*** Opening of RECORDS TO PROCESS ***
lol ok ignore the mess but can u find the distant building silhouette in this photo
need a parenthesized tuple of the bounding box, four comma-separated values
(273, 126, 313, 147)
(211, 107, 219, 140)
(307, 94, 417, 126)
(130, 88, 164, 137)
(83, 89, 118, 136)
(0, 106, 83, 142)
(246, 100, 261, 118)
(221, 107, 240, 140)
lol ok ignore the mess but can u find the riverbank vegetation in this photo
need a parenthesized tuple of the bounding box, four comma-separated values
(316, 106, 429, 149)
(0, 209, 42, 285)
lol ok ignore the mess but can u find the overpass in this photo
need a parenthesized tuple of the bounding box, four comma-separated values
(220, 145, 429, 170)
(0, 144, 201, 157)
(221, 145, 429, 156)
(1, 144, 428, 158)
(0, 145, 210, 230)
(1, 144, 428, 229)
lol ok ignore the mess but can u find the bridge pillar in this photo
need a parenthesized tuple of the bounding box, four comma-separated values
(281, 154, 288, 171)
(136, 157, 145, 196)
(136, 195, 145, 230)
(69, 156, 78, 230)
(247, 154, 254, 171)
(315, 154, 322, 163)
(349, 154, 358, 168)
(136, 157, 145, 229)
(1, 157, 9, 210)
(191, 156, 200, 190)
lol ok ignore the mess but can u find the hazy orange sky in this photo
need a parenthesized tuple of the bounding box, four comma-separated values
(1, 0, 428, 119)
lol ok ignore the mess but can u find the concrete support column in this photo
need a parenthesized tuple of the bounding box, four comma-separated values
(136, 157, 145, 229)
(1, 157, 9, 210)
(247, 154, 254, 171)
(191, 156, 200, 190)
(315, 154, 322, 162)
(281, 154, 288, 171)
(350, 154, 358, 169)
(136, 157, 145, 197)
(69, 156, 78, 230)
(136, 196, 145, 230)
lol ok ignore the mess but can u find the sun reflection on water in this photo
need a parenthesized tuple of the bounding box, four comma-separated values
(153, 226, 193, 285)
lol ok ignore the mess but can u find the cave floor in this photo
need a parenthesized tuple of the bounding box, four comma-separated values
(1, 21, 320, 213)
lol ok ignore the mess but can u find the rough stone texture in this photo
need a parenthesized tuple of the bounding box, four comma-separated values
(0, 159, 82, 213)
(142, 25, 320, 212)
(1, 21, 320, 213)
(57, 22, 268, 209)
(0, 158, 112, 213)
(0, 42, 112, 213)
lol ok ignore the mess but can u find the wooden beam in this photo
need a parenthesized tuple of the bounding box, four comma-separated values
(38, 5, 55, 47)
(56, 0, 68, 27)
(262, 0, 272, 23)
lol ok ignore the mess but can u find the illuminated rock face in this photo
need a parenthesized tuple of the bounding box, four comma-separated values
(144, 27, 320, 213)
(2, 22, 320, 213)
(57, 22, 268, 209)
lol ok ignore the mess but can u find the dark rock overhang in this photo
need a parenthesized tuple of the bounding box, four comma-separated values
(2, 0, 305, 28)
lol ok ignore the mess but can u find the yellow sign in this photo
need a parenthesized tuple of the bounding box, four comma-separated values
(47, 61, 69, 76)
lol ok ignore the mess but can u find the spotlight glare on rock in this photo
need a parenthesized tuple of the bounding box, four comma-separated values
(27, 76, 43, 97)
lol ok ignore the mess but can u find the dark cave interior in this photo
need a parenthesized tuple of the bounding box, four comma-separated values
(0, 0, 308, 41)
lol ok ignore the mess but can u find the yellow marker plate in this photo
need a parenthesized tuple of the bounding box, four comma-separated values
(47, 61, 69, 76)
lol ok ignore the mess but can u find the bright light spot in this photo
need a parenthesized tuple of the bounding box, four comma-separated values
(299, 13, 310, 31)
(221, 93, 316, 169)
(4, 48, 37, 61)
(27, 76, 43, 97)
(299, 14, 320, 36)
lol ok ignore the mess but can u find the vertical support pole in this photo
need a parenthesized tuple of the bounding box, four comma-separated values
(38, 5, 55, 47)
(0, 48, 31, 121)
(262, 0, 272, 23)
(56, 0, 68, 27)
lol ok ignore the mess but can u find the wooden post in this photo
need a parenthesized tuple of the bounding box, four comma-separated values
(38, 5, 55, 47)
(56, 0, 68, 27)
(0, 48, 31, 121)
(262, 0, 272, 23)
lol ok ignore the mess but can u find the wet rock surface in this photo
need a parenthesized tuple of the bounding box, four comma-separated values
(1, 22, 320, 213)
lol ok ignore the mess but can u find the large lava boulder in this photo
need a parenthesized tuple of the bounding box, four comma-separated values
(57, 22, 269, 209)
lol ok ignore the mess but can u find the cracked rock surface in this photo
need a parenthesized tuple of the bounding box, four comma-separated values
*** Close of RECORDS TO PROCESS ***
■ **EXERCISE DETAILS**
Where the listing above reaches the line that contains "lol ok ignore the mess but can u find the spotlight", start retyping, and finish with the line that contains "lol ok ignore the mess but can u find the vertical"; reproduce those lines exactly and no others.

■ **RESULT OF THIS TASK**
lol ok ignore the mess but can u find the spotlight glare on rock in this photo
need a parenthesized tuple of the bounding box, four comma-separated values
(27, 76, 43, 97)
lol ok ignore the mess but can u find the dark cave interior in this photo
need a parenthesized tuple of the bounding box, four comma-separated values
(0, 0, 308, 41)
lol ok ignore the mess but can u find the yellow marker plate in this photo
need a parenthesized tuple of the bounding box, four comma-separated values
(47, 61, 69, 76)
lol ok ignore the mess but can u find the bright light spot in this photo
need a parenthesized tuple of the bounding box, four comma-separated values
(299, 13, 310, 31)
(221, 93, 316, 169)
(4, 48, 37, 61)
(27, 76, 43, 97)
(299, 14, 320, 36)
lol ok ignore the mess but can u find the vertical support pole in this photo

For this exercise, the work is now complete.